= Exercise prompt =
Please gather every line below that contains the string "bottom" and copy each one in full. Matching is case-sensitive.

= Input for this task =
-- -- --
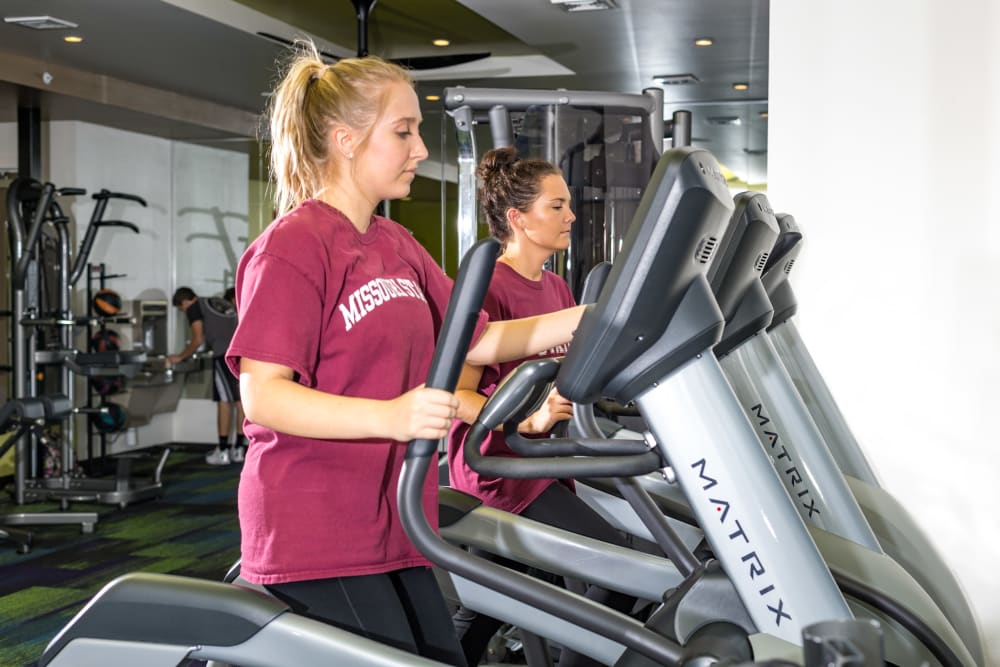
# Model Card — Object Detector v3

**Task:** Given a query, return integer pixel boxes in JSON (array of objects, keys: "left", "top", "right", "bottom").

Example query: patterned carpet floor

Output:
-- -- --
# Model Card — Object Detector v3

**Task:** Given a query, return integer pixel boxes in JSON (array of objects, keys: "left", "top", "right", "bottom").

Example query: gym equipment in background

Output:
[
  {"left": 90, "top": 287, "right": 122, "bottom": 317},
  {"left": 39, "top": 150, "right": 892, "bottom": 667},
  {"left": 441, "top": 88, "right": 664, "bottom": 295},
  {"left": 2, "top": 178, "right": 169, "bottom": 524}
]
-- -- --
= Result for this task =
**Task:** Given a query, return integer pixel boxes in JSON (array of objects, keys: "left", "top", "right", "bottom").
**Task:** Given a query, return integer pixel boxes in JSON (array of objects, keys: "left", "top", "right", "bottom").
  {"left": 90, "top": 287, "right": 122, "bottom": 317},
  {"left": 39, "top": 150, "right": 892, "bottom": 667},
  {"left": 441, "top": 88, "right": 664, "bottom": 295},
  {"left": 2, "top": 178, "right": 169, "bottom": 524}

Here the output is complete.